PASSAGE SHOWN:

□ □ □ □ □ □ □

# vision-calibration-linear
Linear and closed-form initialization solvers for camera and rig calibration.
This crate provides deterministic, minimal-dependency implementations of classic
computer vision algorithms. These are intended as **starting points** for
non-linear refinement in `vision-calibration-optim` or `vision-calibration-pipeline`.
## Algorithms
| **Homography** | Normalized DLT, RANSAC wrapper |
| **Intrinsics** | Zhang's method, iterative with distortion |
| **Pose (PnP)** | DLT, P3P, EPnP, RANSAC variants |
| **Epipolar** | 8-point, 7-point fundamental; 5-point essential |
| **Triangulation** | Linear DLT |
| **Rig** | Multi-camera extrinsics initialization |
| **Hand-eye** | Tsai-Lenz (AX=XB) |
| **Laserline** | Multi-view laser plane fitting |
## Expected Accuracy
These solvers are **initialization-grade**. Regression tests validate:
| Zhang intrinsics | fx/fy ~5%, cx/cy ~8px | No distortion |
| Iterative intrinsics | fx/fy ~10-40% | With distortion |
| Planar pose | R <0.05 rad, t <5 units | Square = 30 units |
| Fundamental (8-pt) | Scaled error <0.07 | |
| Essential (5-pt) | Residuals ~3x GT | |
| Triangulation | p90 error <2 units | Ground-truth poses |
Thresholds are intentionally loose for stable initialization.

□ □ □ □ □ □ □

DATA SEGMENT:
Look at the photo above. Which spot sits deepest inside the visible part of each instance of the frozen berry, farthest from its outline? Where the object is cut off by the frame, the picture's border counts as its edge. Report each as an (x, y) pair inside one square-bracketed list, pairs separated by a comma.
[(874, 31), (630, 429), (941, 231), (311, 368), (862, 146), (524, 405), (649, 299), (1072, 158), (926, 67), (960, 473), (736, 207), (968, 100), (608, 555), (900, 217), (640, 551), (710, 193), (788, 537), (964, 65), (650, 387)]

□ □ □ □ □ □ □

SHORT EXERCISE 1: According to the calibration crate description, which method does the crate use for hand-eye calibration?
SHORT EXERCISE 2: Extend the calibration crate description, starting right after its last sentence.

EXERCISE RESPONSE 1: Tsai-Lenz (AX=XB).

EXERCISE RESPONSE 2:
## Coordinate Conventions
- **Poses**: `T_C_W` (transform from world/board into camera frame)
- **Fundamental matrix**: Accepts pixel coordinates
- **Essential matrix**: Expects normalized coordinates (after K^-1)
- **PnP solvers**: Accept pixel coordinates + intrinsics (normalize internally)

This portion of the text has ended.